== Exercise brief ==
Nothing in the records may be dropped. Retype them all exactly.

== Excerpted data ==
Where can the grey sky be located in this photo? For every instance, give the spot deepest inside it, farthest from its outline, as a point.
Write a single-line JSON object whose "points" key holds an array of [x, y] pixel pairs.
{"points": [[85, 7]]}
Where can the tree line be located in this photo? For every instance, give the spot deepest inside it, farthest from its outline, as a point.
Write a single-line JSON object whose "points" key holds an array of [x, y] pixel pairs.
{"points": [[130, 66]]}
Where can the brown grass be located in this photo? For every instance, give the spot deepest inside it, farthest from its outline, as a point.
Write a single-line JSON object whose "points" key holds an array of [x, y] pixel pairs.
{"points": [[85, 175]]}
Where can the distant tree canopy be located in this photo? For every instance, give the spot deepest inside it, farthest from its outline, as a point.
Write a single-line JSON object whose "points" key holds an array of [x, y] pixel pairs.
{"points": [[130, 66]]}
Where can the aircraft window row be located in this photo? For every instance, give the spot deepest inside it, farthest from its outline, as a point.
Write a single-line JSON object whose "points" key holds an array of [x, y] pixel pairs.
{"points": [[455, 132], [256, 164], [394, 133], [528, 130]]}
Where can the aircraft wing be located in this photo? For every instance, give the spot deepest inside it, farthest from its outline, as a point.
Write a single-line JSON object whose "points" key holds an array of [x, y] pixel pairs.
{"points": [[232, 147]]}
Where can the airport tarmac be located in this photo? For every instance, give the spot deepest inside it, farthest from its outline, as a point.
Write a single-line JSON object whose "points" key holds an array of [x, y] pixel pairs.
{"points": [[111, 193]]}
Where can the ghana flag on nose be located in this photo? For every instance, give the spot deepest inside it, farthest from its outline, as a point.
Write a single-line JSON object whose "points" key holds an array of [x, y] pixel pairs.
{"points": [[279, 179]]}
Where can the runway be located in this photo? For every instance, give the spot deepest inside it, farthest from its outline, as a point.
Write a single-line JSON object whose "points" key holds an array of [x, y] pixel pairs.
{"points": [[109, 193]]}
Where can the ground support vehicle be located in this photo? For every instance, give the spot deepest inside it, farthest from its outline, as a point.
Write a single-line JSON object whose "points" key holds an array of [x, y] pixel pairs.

== Your solution ==
Where can the grey sky be located in this photo? For every instance, give the spot deepest inside it, farthest from its outline, as a point.
Write a single-line JSON object whose "points" key holds an array of [x, y] pixel pairs.
{"points": [[85, 7]]}
Where can the tree line be located in this photo? For every instance, give the spot deepest inside it, farthest from its outline, as a point.
Write a single-line JSON object whose "points" key holds an array of [x, y] pixel pairs.
{"points": [[130, 66]]}
Where can the brown grass be located in this photo? For every instance, give the spot deepest inside it, farthest from its outline, as a point.
Write a single-line JSON object whose "points" key holds an array of [x, y] pixel pairs.
{"points": [[85, 175]]}
Where can the distant tree canopy be located in this photo? For every instance, give the spot deepest inside it, farthest from its outline, as a point.
Write a single-line JSON object whose "points" key holds an array of [x, y] pixel pairs.
{"points": [[130, 66]]}
Where can the aircraft window row be located in this photo? For every instance, give the spot deepest inside it, farthest from its outline, as a point.
Write a single-line JSON object whose "points" key holds an array of [x, y] pixel pairs.
{"points": [[455, 132], [256, 164], [394, 133], [528, 130]]}
Where can the aircraft wing be located in this photo? For every instance, give the spot deepest inside it, farthest from its outline, as a point.
Write a single-line JSON object whose "points" key holds an array of [x, y] pixel pairs.
{"points": [[232, 147]]}
Where can the airport tarmac be located in this photo? For every instance, give the spot deepest inside it, farthest from its outline, as a point.
Write a single-line JSON object whose "points" key holds an array of [x, y] pixel pairs.
{"points": [[111, 193]]}
Where can the ghana flag on nose be located in this photo? For every instance, give the spot deepest inside it, farthest from its outline, as a point.
Write a single-line JSON object whose "points" key holds an array of [x, y] pixel pairs.
{"points": [[279, 179]]}
Where can the runway be located in this photo? For every instance, give the spot deepest inside it, farthest from its outline, as a point.
Write a single-line JSON object whose "points" key holds an array of [x, y] pixel pairs.
{"points": [[109, 193]]}
Where can the ground support vehicle be located in this photo? For every instance, give the spot deepest inside it, farthest from its outline, as a point.
Write a single-line JSON object whose "points" key holds an array of [x, y] pixel pairs.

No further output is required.